## [Task to carry out]
In the CMOS switch text, copy the part between "1. A Complementary" and "serial switching unit.", inclusive, swapping "isolation enhancement unit" for "isolation boost unit" each time it appears.
··· Excerpt to read ···
The switch according to the embodiments of the present invention may be applied to RF components such as low-noise amplifiers, oscillators, high-output amplifiers and switches fabricated using the CMOS technology. Since such a switch has excellent insertion loss properties at the RF band, it may be more useful in the fields where signals having higher frequencies than the X band such as the MF band are switched.

According to the embodiments of the present invention of the CMOS switch for use in RF switching, a CMOS switch which has improved isolation properties can be embodied. The CMOS switch for use in RF switching according to the present invention has a simple circuit structure and excellent operating properties at the MF or higher band. Also, a CMOS switch which has high isolation properties is embodied.

The above-disclosed subject matter is to be considered illustrative, and not restrictive, and the appended claims are intended to cover all such modifications, enhancements, and other embodiments, which fall within the true spirit and scope of the present invention. Thus, to the maximum extent allowed by law, the scope of the present invention is to be determined by the broadest permissible interpretation of the following claims and their equivalents, and shall not be restricted or limited by the foregoing detailed description.

Claims

1. A Complementary Metal Oxide Semiconductor (CMOS) switch for use in Radio Frequency (RF) switching, comprising:

a serial switching unit including first and second CMOS switches and forming a Single Pole Double Through (SPDT) switch;

a switching isolation unit for allowing an unselected output terminal of two output terminals to be electrically isolated from a common input terminal when the serial switching unit operates; and

an isolation enhancement unit connected in parallel to the first and the second CMOS switches between the two output terminals, for enhancing a switching isolation of the serial switching unit by forming a parallel resonance circuit together with a parasitic capacitor of the serial switching unit.

2. The CMOS switch of claim 1, wherein the SPDT switch switches a signal of a Microwave Frequency (MF) band.

3. The CMOS switch of claim 1, wherein the isolation enhancement unit comprises an inductor which has a reasonable inductance for forming an LC parallel resonance circuit corresponding to a parasitic capacitance of the parasitic capacitor.

4. The CMOS switch of claim 1, wherein the switching isolation unit comprises first and second shunt elements respectively connected to the two output terminal in parallel with the first and the second CMOS switches.

5. The CMOS switch of claim 4, wherein each of the first and the second shunt elements comprises an N-type Metal Oxide Semiconductor (NMOS) transistor.
··· Given information ···
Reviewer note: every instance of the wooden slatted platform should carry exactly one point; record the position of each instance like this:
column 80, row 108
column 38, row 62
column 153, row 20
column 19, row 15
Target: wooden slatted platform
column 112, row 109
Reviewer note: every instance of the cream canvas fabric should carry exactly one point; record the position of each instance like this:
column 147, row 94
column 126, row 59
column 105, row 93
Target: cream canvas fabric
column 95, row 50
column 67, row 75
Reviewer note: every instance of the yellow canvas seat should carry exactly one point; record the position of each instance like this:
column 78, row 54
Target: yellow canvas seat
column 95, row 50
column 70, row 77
···
··· Given information ···
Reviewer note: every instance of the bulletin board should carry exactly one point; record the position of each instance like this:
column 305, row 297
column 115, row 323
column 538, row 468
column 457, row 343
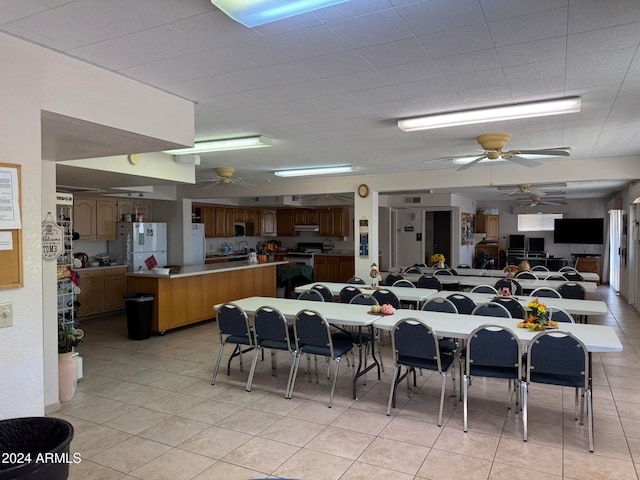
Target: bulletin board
···
## [Problem solution]
1. A Complementary Metal Oxide Semiconductor (CMOS) switch for use in Radio Frequency (RF) switching, comprising:

a serial switching unit including first and second CMOS switches and forming a Single Pole Double Through (SPDT) switch;

a switching isolation unit for allowing an unselected output terminal of two output terminals to be electrically isolated from a common input terminal when the serial switching unit operates; and

an isolation boost unit connected in parallel to the first and the second CMOS switches between the two output terminals, for enhancing a switching isolation of the serial switching unit by forming a parallel resonance circuit together with a parasitic capacitor of the serial switching unit.